-------- VORGEGEBENER TEXT

BERLIN/MÜNCHEN. Der ehemalige Bundesinnenminister Horst Seehofer (CSU) hat die Schuldenpläne von Union und SPD scharf kritisiert. CDU und CSU begingen damit einen „Wortbruch“, sagte Seehofer der Bild am Sonntag. Die Aufweichung der Schuldenbremse sowie das geplante 500 Milliarden Euro teure Sondervermögen für Infrastruktur sei nicht im Einklang „mit dem von uns versprochenen glaubwürdigen Politikwechsel“, monierte der Christsoziale.
Die Union tue stattdessen „das Gegenteil dessen, was wir vor der Wahl gesagt haben“. Seehofer interpretiert die nun geplante Neuverschuldung als Sieg für SPD und Grüne. „Offenbar mußten SPD und Grüne die Wahl verlieren, um am Ende das zu bekommen, was sie schon immer haben wollten.“ CDU und CDU sollten bei ihren Kernthemen Migration, Sozialstaat und Bürokratieabbau „nachvollziehbare Neuanfänge durchsetzen“, sonst sei die geplante Neuverschuldung nicht nachvollziehbar.
Nicht nur Seehofer ist empört
Scharfe Kritik äußerte der 75jährige auch an seinem Amtsnachfolger, dem bayerischen Ministerpräsidenten Markus Söder (CSU). Dieser sei „jetzt seit sieben Jahren Parteivorsitzender. In dieser Zeit gab es zwei Landtags- und zwei Bundestagswahlen. Alle vier Wahlen gehören zu den schlechtesten in der Geschichte der CSU.“
Mit seiner Kritik ist der CSU-Politiker nicht alleine. Auch die ehemalige Grünen-Parteivorsitzende Ricarda Lang hatte die Schuldenpläne von Union und SPD unlängst kritisiert. CDU-Chef und Kanzlerkandidat Friedrich Merz habe „seine Wähler angelogen. Im Wahlkampf hat er die Schuldenbremse zum Heiligen Gral der Generationengerechtigkeit erklärt, noch dazu illusorische Steuergeschenke ins Schaufenster gestellt – wohl wissend, daß das alles nicht funktioniert. Kaum ist gewählt, macht er das genaue Gegenteil.“ Ein solches Verhalten beschädige das Vertrauen in die Demokratie, betonte Lang vergangene Woche gegenüber „t-online“.

----------------
-------- BEREITGESTELLTE DATEN

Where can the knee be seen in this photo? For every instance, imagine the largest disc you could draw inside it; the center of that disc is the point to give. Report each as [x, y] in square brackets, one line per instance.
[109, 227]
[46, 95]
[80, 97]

----------------

◆ ÜBUNGSAUFGABEN ◆
a: Gib den Text über Seehofers Kritik an den Schuldenplänen von „Die Union tue“ bis „Neuverschuldung nicht nachvollziehbar.“ wortgetreu wieder.
b: Beantworte drei Fragen zum Text über Seehofers Kritik an den Schuldenplänen:
(i) Wie viel soll das geplante Sondervermögen für Infrastruktur kosten?
(ii) Seit wie vielen Jahren ist Markus Söder laut Seehofer Parteivorsitzender?
(iii) Gegenüber welchem Medium äußerte sich Ricarda Lang?
c: Setze bitte den Text über Seehofers Kritik an den Schuldenplänen nach seinem letzten Satz fort.

◆ GELÖSTE AUFGABEN ◆
a:
Die Union tue stattdessen „das Gegenteil dessen, was wir vor der Wahl gesagt haben“. Seehofer interpretiert die nun geplante Neuverschuldung als Sieg für SPD und Grüne. „Offenbar mußten SPD und Grüne die Wahl verlieren, um am Ende das zu bekommen, was sie schon immer haben wollten.“ CDU und CDU sollten bei ihren Kernthemen Migration, Sozialstaat und Bürokratieabbau „nachvollziehbare Neuanfänge durchsetzen“, sonst sei die geplante Neuverschuldung nicht nachvollziehbar.

b:
(i) 500 Milliarden Euro
(ii) Seit sieben Jahren
(iii) Gegenüber „t-online“

c:
Im Wahlkampf hatte Merz wiederholt betont, keine neuen Schulden aufnehmen zu wollen. Kurz nach der Wahl kündigte er hingegen gemeinsam mit dem Sondierungspartner SPD an, die Schuldenbremse im Grundgesetz reformieren zu wollen, um Verteidigungs- und Infrastrukturausgaben zu finanzieren. Der CDU-Chef begründet das mit der geopolitisch unsicheren Lage und der Gefahr, die USA könnte unter Präsident Trump ihre Militärpräsenz in Europa zurückfahren. Union und SPD sind im neuen Bundestag auf die Zustimmung der Grünen für das Sondervermögen angewiesen, Unterstützung von Linkspartei und AfD gilt als unwahrscheinlich. (st)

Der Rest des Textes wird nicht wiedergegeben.